**** EXTRAIT DE PAGE

M. : Peut-être que c’est seulement à la fin de notre vie, que l’on saura ce qu’est le paradigme ! Et la quête de sens, c’est le but d’une vie ! On est un peu philosophes aujourd’hui.

C. : À part le mystère, quelle est l’autre touche propre à La Femme ?

S. : Le sonar ! On a un bruit de sous-marin que l’on met presque dans tous nos morceaux.

C. : Il est perceptible ?

S. : Totalement. Au début, on lui préférait la cymbale et finalement, le bruit du sous-marin est beaucoup plus agréable pour les transitions entre le couplet/refrain. C’est une touche qui nous définit.

C. : Même si cela peut être réducteur de se résumer à un genre musical, comment définiriez-vous votre musique ?

S. : Indéfinissable ! Les étiquettes servent dans les bacs des disquaires, mais nous on aime se décrire comme totalement libres de tout style. Dans l’album, il y a du rap, du rock, de l’électro. Si tu veux être global, disons pop.

 

M. : On a notre son qui est singulier, qui confond tous les styles. Prenons plutôt la question à l’envers. Qu’est ce que l’on ne fait pas ?

C. : Bonne idée. Qu’est-ce que vous ne vous voyez pas faire ? Ou que vous n’avez pas encore eu l’occasion de toucher ?

M. : On essaie tout au maximum, quitte à être rocambolesque. Mais je dirais peut-être la bossa nova et le classique. Les accords en bossa nova, je ne les connais pas, ils sont très complexes. On aurait besoin d’une initiation poussée mais on aimerait bien, ce serait un nouveau challenge excitant.

 

S. : Il y a certains artistes qui aiment rester dans un univers précis, comme Brassens ou Brel, et ça leur réussit si bien. Nous, on préfère tout tester.

C. : Et comment vient l’inspiration ?

S. : Souvent, une grille d’accords, une mélodie. Et aussi une ambiance ! Quand tu n’es ni trop triste, ni trop heureux, le moment est parfait.

C. : C’est difficile du coup…

S. : Il faut réussir à capter la bonne longueur d’ondes. Le mythe de l’écriture salvatrice… Quand tu as la tête au fond du seau, tu n’y es pas vraiment. Je suis triste, donc je ne veux pas écrire de musique triste que j’auto-alimente, c’est un cercle vicieux. Non, pour composer, j’ai besoin de trouver l’entre-deux pour être dans un élan créatif.

C. : Il y a des moments où votre duo n’était pas sur la même longueur d’ondes ?

S. : C’est arrivé une seule fois, pour des chansons paillardes. Sinon, on avance toujours ensemble.

C. : Et pour Paradigmes, les morceaux ont été écrits pour l’album ou ils étaient déjà prêts ?

********
**** DONNÉES DE L'EXERCICE

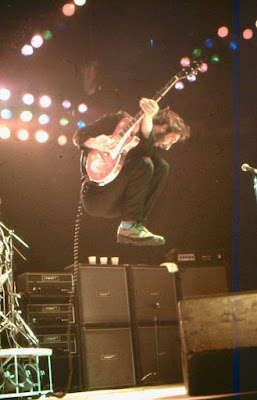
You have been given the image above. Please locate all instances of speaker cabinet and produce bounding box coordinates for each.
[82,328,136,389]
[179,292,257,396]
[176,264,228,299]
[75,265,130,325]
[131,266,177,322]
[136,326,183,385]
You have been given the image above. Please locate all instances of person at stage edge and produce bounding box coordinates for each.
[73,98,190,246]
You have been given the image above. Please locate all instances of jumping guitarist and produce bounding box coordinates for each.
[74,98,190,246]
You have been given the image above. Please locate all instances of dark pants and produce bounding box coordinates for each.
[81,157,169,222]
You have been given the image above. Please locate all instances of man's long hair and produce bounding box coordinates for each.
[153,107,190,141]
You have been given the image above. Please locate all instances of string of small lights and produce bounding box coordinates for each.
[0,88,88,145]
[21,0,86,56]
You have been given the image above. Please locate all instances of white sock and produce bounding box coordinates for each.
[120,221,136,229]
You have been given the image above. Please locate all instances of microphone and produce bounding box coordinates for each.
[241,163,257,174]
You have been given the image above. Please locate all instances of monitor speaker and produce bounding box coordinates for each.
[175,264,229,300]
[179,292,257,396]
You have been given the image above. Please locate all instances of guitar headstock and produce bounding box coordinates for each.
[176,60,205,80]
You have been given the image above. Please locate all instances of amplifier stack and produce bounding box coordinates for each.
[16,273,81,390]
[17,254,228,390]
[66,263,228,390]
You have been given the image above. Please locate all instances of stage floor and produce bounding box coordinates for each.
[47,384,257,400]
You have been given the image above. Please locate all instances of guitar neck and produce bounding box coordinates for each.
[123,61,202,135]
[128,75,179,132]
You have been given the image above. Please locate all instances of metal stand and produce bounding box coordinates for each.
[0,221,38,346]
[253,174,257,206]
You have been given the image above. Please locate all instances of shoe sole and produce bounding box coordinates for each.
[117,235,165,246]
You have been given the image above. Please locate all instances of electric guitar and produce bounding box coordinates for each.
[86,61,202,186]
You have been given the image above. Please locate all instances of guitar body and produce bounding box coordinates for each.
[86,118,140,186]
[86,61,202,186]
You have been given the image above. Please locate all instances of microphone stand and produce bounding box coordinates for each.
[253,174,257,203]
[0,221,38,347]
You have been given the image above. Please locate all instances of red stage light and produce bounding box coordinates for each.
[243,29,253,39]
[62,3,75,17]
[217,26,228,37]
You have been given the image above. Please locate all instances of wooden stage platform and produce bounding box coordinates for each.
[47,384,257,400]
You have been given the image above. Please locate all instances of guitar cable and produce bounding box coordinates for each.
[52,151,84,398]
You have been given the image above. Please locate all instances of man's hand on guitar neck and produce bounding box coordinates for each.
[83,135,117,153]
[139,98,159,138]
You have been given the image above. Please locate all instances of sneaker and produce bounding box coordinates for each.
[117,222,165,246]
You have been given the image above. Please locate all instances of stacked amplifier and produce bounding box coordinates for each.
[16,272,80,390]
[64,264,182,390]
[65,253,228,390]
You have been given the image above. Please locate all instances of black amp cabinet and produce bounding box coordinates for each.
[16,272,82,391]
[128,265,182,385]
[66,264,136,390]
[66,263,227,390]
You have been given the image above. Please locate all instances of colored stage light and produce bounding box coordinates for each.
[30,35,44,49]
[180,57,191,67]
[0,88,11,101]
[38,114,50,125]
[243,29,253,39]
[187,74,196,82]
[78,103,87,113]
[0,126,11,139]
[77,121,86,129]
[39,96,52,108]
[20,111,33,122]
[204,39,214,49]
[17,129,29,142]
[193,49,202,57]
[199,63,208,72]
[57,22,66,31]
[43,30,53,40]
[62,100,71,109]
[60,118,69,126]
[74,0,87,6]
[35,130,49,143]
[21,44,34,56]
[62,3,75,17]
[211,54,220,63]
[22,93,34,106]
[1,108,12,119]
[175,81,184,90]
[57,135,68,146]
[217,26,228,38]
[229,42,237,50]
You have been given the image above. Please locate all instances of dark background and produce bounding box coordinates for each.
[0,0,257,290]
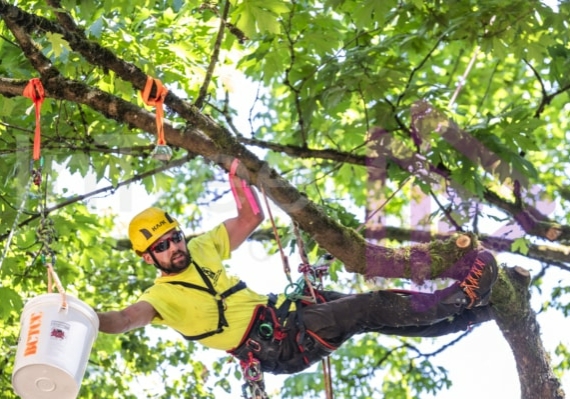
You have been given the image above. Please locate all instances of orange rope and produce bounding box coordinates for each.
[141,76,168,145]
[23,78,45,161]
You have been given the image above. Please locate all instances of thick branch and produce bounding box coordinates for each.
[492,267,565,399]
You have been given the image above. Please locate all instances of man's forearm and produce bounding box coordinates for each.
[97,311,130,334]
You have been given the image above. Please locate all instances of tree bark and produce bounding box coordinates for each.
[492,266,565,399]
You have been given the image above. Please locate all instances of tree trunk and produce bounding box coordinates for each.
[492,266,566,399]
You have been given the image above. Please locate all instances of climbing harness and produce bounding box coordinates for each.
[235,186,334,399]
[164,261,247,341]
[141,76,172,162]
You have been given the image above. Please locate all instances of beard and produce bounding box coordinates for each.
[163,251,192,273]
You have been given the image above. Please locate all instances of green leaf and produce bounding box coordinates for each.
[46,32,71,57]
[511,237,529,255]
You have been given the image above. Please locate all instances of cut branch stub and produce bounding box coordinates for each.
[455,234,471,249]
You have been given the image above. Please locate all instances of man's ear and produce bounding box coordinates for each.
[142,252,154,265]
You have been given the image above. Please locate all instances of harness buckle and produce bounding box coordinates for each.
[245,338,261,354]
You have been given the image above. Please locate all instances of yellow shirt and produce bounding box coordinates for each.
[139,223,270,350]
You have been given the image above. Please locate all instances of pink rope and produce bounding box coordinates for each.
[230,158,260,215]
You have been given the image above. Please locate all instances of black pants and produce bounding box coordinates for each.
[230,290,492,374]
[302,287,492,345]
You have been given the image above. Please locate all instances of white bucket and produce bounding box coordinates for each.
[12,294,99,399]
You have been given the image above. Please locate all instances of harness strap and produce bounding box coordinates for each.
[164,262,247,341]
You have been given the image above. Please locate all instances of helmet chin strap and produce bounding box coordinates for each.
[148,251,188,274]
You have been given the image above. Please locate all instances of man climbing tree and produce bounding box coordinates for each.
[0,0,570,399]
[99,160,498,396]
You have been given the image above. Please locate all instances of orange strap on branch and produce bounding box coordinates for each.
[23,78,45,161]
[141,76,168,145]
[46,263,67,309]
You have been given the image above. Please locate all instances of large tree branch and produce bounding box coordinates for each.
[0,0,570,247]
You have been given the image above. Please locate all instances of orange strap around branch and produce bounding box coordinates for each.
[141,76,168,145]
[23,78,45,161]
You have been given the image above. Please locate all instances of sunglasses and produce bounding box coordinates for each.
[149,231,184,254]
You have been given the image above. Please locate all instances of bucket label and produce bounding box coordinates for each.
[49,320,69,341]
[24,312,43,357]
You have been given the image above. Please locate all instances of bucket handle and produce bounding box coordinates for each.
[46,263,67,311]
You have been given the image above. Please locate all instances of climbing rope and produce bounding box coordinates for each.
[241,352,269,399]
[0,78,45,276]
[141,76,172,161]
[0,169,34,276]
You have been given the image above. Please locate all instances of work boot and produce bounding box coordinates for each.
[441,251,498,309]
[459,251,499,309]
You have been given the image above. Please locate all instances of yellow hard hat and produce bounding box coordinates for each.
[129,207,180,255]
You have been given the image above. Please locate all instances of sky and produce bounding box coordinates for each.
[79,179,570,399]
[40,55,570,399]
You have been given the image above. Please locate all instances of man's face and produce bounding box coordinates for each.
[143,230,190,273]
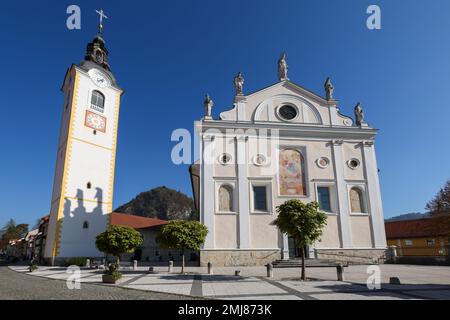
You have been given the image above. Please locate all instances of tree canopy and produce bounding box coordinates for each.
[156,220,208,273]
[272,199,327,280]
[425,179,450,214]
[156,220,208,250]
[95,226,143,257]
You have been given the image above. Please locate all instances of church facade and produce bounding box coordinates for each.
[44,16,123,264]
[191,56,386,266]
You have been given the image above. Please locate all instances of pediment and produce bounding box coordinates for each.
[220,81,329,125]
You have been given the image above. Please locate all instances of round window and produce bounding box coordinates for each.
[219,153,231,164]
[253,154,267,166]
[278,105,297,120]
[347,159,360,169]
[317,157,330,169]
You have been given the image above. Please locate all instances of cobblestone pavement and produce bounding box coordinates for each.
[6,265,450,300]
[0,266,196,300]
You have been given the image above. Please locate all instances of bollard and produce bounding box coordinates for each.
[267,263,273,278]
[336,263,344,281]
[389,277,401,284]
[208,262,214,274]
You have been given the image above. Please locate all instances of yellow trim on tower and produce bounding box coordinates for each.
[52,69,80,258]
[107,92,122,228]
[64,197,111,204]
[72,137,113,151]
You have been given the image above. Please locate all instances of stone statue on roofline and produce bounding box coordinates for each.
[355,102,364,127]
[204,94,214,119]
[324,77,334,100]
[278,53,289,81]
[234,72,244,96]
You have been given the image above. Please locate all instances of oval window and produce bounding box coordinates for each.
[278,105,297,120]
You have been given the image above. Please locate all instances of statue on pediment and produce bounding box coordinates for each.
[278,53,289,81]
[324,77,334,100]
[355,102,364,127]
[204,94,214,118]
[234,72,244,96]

********
**** DONNÉES DE L'EXERCICE

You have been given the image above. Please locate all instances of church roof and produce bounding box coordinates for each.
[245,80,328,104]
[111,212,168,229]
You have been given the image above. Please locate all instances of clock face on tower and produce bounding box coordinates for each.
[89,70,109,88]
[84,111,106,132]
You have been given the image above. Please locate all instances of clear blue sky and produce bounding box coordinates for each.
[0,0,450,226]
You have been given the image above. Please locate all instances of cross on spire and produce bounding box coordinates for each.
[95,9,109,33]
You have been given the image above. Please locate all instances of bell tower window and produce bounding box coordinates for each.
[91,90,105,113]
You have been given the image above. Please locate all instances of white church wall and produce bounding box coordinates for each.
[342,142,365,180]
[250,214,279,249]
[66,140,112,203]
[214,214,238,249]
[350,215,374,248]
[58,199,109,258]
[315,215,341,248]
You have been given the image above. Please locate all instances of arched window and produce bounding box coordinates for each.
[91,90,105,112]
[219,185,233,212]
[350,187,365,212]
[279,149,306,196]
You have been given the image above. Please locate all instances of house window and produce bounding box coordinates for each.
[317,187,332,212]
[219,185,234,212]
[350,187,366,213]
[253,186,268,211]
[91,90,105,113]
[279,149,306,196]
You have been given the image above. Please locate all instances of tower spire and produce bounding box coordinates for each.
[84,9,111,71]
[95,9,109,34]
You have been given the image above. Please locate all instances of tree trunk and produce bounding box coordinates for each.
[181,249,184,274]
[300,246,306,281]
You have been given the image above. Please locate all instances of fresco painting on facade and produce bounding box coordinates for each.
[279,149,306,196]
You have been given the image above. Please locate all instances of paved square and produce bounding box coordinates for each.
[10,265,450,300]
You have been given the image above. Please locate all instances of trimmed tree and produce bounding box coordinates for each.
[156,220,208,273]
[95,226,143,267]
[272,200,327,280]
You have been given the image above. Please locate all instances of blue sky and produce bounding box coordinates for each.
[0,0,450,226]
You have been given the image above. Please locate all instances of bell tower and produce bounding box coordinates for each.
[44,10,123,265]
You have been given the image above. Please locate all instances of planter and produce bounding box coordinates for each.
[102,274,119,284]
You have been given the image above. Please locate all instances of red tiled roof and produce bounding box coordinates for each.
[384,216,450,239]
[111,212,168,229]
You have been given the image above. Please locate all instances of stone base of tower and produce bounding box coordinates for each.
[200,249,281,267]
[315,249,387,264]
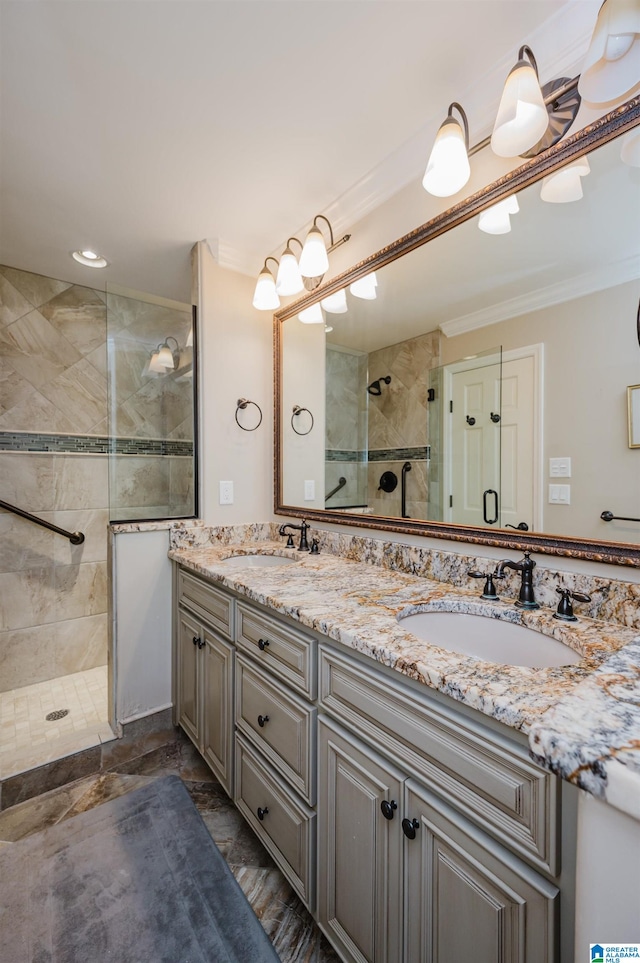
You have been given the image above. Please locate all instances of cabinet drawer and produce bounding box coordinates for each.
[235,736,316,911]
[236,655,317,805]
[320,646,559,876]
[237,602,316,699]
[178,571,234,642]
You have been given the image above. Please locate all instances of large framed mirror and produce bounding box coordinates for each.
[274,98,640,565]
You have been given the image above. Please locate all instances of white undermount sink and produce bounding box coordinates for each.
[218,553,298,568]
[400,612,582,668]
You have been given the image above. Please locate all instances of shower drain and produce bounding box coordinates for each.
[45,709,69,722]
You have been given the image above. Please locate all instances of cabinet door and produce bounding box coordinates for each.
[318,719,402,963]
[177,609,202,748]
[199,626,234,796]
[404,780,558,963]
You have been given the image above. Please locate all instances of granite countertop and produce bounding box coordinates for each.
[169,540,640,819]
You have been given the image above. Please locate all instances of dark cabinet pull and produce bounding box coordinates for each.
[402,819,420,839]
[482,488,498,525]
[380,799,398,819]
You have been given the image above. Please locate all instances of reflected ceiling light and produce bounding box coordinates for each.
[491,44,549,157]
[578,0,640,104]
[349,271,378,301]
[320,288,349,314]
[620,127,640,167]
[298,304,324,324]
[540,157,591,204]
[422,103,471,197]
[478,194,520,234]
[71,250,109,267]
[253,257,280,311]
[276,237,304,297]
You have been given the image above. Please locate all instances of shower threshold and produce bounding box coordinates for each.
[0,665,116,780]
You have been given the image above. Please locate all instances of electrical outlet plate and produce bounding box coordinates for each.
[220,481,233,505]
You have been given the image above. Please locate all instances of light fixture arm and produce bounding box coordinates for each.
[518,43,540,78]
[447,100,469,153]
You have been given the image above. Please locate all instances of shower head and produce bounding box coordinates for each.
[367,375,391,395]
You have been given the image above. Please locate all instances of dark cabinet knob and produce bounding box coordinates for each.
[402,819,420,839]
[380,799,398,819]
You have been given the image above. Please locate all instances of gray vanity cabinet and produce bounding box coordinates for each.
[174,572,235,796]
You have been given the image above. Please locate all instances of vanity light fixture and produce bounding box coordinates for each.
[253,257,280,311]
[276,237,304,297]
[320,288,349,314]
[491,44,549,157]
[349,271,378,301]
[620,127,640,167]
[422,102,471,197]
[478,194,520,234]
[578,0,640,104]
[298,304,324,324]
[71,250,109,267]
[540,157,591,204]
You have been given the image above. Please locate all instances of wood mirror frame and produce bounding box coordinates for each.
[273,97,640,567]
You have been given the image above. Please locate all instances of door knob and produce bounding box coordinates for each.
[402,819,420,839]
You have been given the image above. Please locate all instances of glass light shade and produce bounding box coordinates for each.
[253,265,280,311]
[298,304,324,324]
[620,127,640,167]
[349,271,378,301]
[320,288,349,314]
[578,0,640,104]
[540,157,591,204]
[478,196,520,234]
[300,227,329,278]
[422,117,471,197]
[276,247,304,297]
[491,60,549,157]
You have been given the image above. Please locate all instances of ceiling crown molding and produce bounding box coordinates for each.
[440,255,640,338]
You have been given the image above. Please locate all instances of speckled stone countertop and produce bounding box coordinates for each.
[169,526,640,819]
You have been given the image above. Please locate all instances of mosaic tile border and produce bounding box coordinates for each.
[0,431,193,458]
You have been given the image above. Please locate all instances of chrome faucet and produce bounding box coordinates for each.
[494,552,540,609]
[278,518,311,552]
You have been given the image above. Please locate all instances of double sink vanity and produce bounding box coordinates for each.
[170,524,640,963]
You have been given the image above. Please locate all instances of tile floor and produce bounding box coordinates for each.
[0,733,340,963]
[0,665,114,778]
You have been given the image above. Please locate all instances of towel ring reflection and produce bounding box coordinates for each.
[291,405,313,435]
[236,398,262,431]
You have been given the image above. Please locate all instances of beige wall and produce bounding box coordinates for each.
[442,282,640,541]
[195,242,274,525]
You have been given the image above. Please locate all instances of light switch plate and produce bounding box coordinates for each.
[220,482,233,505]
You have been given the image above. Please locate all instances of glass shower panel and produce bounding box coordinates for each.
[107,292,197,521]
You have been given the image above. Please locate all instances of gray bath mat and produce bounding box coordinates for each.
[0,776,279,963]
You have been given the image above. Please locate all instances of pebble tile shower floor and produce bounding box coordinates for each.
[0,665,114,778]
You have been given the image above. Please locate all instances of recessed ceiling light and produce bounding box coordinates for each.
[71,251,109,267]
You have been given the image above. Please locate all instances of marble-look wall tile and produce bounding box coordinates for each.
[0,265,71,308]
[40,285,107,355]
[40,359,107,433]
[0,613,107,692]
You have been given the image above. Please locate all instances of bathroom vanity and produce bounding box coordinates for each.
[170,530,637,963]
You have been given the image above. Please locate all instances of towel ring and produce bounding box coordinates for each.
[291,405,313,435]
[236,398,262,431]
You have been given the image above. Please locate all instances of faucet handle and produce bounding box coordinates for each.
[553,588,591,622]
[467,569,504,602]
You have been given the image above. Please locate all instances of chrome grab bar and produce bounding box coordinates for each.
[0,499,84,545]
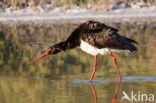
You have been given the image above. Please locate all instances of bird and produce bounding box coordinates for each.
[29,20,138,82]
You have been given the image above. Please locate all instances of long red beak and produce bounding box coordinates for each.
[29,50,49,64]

********

TRAVAIL DEMANDÉ |
1. Dans l'entretien avec La Femme, quel bruit le groupe met-il dans presque tous ses morceaux ?
2. Rédigez la suite de l'entretien avec La Femme à partir de la question sur l'album Paradigmes.
Ces enregistrements n'ont aucun rapport avec l'entretien.

RÉPONSES CI-DESSOUS |
1. Un bruit de sous-marin, le sonar.

2.
M. : On pioche souvent dans une bibliothèque que l’on a déjà prêt. Parfois, ce n’est pas le bon moment. Cool Colorado date par exemple d’il y a plusieurs années.

C. : Alors que l’on compare pas mal le morceau à Mac DeMarco… Vous l’aviez écrit avant !

M. : C’est assez simple, on a les mêmes inspis. Les guitares en chorus c’est The Cure. En vrai, on s’est aussi inspiré d’une boucle que Wax Tailor avait samplé d’un groupe des années 70. Mais on adore Mac DeMarco !

C. : Et d’autres personnalités avec qui vous aimeriez jouer ?

M. : Les Farfadets du Lirou. Des elfes de Narbonne qui font du médiéval festif, allez voir ! Ou Boris des années 90. Mais mon rêve en ce moment, c’est de faire le Boom Festival au Portugal.

C. : Dès que possible, foncez ! Pour revenir à vos morceaux, les titres sont puissants, parfois sombres, pourquoi ?

M. : Ce sont des thèmes récurrents, et peut-être une certaine facilité à parler d’univers un peu dark. Mais beaucoup de morceaux parlent aussi d’évasion et de voyage, donc on n’est pas uniquement dans l’autoflagellation.

C. : Dernière petite question signature chez Arty Magazine. Qu’est-ce qu’un artiste pour vous ?

M. : Un artiste est celui qui va exprimer des sentiments par le biais d’un support. Et de matière continue !

C. : Et la scène dans tout ça ?

S. : C’est un des moments clés, de la même manière que le disque ou le studio. Les moments les plus forts que j’ai eu en écoutant de la musique, c’était au casque, avec quelques paradis artificiels. La scène, c’est jouissif mais pas uniquement ! Marlon est plus performeur que moi, mais on reste nous-même. On a hâte d’y retourner en tous cas !

Paradigmes est disponible sur Spotify.